What needs to be done
Every line with the word "laptop" in it should be extracted from the data that follows.

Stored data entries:
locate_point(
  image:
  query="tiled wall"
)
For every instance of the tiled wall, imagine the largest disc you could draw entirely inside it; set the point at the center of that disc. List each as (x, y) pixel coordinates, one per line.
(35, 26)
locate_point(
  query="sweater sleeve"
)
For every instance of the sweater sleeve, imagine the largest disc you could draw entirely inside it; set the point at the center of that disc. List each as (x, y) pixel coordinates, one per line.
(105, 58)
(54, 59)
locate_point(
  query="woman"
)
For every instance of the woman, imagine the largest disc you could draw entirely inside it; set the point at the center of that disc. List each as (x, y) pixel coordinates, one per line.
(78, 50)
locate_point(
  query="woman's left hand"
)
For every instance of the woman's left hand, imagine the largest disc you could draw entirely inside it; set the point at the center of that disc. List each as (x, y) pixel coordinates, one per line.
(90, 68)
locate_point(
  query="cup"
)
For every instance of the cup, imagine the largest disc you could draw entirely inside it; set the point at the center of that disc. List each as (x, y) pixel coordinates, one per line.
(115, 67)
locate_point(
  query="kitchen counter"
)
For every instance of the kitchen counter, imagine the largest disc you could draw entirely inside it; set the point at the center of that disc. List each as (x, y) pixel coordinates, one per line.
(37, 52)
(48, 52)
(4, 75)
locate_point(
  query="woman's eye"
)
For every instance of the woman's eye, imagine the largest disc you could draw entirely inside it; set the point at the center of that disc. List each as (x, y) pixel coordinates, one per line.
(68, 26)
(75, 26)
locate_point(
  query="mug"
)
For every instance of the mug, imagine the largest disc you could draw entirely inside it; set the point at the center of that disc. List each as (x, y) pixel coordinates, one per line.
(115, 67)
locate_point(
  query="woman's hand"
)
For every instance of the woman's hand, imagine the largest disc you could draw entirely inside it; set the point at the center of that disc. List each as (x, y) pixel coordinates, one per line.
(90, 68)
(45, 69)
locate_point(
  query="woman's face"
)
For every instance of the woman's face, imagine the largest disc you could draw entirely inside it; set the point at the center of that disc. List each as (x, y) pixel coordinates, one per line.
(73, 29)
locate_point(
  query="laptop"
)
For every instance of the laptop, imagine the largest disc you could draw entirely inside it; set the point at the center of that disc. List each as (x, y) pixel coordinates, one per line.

Answer to the exercise
  query="laptop"
For every instance of the laptop, imagine the largest disc you could draw entirely inside it; set the point at the center of that disc. List each as (x, y) pixel coordinates, one per line.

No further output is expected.